Segment Start: Exercise materials

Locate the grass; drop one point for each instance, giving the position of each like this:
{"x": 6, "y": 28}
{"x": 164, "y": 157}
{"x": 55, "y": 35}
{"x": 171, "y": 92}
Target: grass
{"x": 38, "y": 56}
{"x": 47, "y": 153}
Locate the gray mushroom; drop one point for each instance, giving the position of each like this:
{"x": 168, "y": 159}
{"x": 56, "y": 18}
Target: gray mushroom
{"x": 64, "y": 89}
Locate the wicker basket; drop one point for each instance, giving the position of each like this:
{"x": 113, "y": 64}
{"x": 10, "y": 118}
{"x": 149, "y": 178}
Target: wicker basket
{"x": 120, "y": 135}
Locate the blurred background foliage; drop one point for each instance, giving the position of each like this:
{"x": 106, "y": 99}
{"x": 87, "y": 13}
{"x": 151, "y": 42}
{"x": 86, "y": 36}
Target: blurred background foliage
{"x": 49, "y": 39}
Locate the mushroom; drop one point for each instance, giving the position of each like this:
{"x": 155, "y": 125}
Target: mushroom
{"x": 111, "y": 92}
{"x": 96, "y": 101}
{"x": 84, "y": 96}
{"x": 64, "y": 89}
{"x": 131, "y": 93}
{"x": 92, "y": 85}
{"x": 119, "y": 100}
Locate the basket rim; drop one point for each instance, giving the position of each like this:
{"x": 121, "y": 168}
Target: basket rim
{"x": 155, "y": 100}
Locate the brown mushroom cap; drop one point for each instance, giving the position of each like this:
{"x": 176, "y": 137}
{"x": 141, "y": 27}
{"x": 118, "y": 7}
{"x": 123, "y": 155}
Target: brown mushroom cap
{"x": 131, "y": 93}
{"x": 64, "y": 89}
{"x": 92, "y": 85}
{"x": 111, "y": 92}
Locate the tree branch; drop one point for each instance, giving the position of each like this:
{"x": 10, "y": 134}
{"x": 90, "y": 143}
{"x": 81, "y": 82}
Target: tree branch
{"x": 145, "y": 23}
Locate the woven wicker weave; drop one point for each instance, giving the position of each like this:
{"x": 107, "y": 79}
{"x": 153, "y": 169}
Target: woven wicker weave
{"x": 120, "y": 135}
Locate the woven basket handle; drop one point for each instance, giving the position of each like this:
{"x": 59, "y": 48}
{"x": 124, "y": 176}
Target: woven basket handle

Segment End: Exercise materials

→ **Problem to solve**
Using the data above, reproduce exactly the lines from the line that contains "Target: basket rim" through the line that contains "Locate the woven wicker", including both.

→ **Solution to this task**
Target: basket rim
{"x": 155, "y": 100}
Locate the brown mushroom cap; drop one point for each instance, giving the position of each like this:
{"x": 176, "y": 137}
{"x": 141, "y": 27}
{"x": 118, "y": 7}
{"x": 123, "y": 155}
Target: brown mushroom cap
{"x": 131, "y": 93}
{"x": 64, "y": 89}
{"x": 92, "y": 85}
{"x": 111, "y": 92}
Locate the tree branch; drop one point for each instance, giving the position of each like this:
{"x": 10, "y": 134}
{"x": 90, "y": 143}
{"x": 81, "y": 82}
Target: tree branch
{"x": 145, "y": 23}
Locate the woven wicker weave; drop one point for each instance, giving the position of each like this:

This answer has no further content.